Johann Ludwig Wegner and Blanca Bretteville were the parents of the noted feminist Olga Wegner (1858–1943), who married supreme court justice Karenus Kristofer Thinn. They were the parents of the noted lawyer Jakob Thinn. Among Heinrich Benjamin Wegner's descendants are the lawyer, county governor and chief of police Benjamin Wegner (1868–1949), judge in Halden Rolf Benjamin Wegner (1898–1986), chief of police Rolf B(enjamin) Wegner (born 1940) and judge in Asker and Bærum Jens-Sveinung Wegner (born 1948).

———

→ **EXERCISES TO COMPLETE**
1) Answer these questions about the text on the Wegner family:
(a) Whom did Olga Wegner marry?
(b) In which place was Rolf Benjamin Wegner (1898–1986) a judge?
(c) In what year was Jens-Sveinung Wegner born?
2) Repeat the part of the text on the Wegner family between "Johann Ludwig Wegner" and "Wegner (born 1948).", inclusive.
3) Pick up the text on the Wegner family after its last sentence and continue it.

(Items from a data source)
———

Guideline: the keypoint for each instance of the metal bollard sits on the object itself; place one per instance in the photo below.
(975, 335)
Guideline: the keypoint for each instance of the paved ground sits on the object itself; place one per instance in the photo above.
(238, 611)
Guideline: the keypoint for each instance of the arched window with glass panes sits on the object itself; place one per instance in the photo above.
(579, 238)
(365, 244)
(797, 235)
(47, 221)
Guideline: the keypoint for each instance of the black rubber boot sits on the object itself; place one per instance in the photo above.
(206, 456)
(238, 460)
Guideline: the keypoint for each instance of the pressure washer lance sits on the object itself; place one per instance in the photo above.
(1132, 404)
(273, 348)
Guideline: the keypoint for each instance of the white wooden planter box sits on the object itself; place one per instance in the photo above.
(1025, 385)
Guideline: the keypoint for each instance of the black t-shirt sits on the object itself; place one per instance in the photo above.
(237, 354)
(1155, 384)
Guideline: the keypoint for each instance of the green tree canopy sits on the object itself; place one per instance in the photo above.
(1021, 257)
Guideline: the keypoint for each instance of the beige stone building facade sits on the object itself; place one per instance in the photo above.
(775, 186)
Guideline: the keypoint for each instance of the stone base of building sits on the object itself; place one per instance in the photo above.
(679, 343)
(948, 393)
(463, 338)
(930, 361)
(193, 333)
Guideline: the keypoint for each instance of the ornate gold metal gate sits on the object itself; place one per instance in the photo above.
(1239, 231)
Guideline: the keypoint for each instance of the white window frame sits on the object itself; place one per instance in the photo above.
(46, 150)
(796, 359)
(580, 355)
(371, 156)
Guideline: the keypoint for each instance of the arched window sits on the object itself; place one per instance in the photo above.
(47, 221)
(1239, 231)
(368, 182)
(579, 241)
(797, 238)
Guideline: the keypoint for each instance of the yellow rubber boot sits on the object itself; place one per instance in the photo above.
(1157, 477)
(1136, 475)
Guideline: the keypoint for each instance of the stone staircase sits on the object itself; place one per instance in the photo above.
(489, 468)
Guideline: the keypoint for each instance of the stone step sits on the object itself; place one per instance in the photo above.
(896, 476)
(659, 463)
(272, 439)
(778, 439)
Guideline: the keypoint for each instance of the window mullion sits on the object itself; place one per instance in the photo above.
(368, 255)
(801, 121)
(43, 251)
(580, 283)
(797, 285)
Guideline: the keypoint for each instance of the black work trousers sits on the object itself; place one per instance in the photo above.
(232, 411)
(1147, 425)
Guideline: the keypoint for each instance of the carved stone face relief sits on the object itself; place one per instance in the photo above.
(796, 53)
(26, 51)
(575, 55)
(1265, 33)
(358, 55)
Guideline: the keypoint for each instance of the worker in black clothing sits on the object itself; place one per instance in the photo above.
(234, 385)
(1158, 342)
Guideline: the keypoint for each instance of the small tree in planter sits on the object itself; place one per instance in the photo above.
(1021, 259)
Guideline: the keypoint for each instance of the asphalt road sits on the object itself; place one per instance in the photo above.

———

→ **RESPONSES BY TASK**
1)
(a) Supreme court justice Karenus Kristofer Thinn
(b) Halden
(c) 1948

2)
Johann Ludwig Wegner and Blanca Bretteville were the parents of the noted feminist Olga Wegner (1858–1943), who married supreme court justice Karenus Kristofer Thinn. They were the parents of the noted lawyer Jakob Thinn. Among Heinrich Benjamin Wegner's descendants are the lawyer, county governor and chief of police Benjamin Wegner (1868–1949), judge in Halden Rolf Benjamin Wegner (1898–1986), chief of police Rolf B(enjamin) Wegner (born 1940) and judge in Asker and Bærum Jens-Sveinung Wegner (born 1948).

3)
Sophie Wegner was the mother of the internationally renowned war correspondent Benjamin Wegner Nørregaard, who served as Minister of the Interior in the Tianjin Provisional Government in China, of the barrister and President of the Norwegian Bar Association Harald Nørregaard, who founded the law firm (now known as) Hjort, and of the wine merchant and consul in Tarragona Ludvig Nørregaard. Henriette Wegner was the mother of the surgeon and President of the Norwegian Red Cross Nikolai Nissen Paus, of the lawyer and Director at the Norwegian Employers' Confederation George Wegner Paus and of the industrial leader Augustin Paus.